Task description
Print the line that contains "rough mask: <svg" and every line that follows it in the data below, ending with the final line; include nothing else.

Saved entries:
──────────
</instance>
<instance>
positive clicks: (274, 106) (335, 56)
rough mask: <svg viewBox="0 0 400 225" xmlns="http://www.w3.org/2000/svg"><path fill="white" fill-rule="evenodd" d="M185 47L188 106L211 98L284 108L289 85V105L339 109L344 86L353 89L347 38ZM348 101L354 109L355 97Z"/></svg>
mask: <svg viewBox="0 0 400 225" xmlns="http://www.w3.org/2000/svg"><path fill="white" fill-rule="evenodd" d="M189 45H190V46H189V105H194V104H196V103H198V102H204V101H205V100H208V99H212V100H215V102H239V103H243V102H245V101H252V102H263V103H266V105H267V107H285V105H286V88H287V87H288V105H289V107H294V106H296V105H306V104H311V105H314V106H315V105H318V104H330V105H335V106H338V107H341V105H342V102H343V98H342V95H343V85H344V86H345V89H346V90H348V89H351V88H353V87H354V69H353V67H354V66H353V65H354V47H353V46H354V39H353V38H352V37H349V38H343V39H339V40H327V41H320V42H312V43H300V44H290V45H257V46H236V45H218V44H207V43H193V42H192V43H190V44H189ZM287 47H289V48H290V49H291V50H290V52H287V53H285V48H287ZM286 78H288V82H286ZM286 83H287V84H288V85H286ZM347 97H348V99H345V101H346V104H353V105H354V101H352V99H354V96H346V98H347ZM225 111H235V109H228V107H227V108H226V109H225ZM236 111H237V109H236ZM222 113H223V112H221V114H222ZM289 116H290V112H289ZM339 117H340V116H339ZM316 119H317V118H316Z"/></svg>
──────────
Finished exercise
rough mask: <svg viewBox="0 0 400 225" xmlns="http://www.w3.org/2000/svg"><path fill="white" fill-rule="evenodd" d="M185 47L188 106L211 98L284 108L289 85V105L339 109L344 86L353 89L347 38ZM348 101L354 109L355 97Z"/></svg>
mask: <svg viewBox="0 0 400 225" xmlns="http://www.w3.org/2000/svg"><path fill="white" fill-rule="evenodd" d="M189 45H190V46H189V105H194V104H196V103H198V102H204V101H205V100H208V99H212V100H215V102H239V103H243V102H245V101H252V102H263V103H266V105H267V107H285V105H286V88H287V87H288V105H289V107H294V106H296V105H306V104H311V105H314V106H315V105H318V104H330V105H335V106H338V107H341V105H342V102H343V98H342V95H343V85H344V86H345V89H346V90H348V89H351V88H353V87H354V69H353V67H354V66H353V65H354V47H353V46H354V39H353V38H352V37H349V38H343V39H339V40H327V41H320V42H312V43H300V44H290V45H257V46H236V45H218V44H207V43H193V42H192V43H190V44H189ZM287 47H289V48H290V49H291V50H290V52H287V53H285V48H287ZM286 78H288V82H286ZM286 83H287V84H288V85H286ZM347 97H348V99H345V101H346V104H353V105H354V101H352V99H354V96H346V98H347ZM225 111H235V109H228V107H227V108H226V109H225ZM236 111H237V109H236ZM222 113H223V112H221V114H222ZM289 116H290V112H289ZM339 117H340V116H339ZM316 119H317V118H316Z"/></svg>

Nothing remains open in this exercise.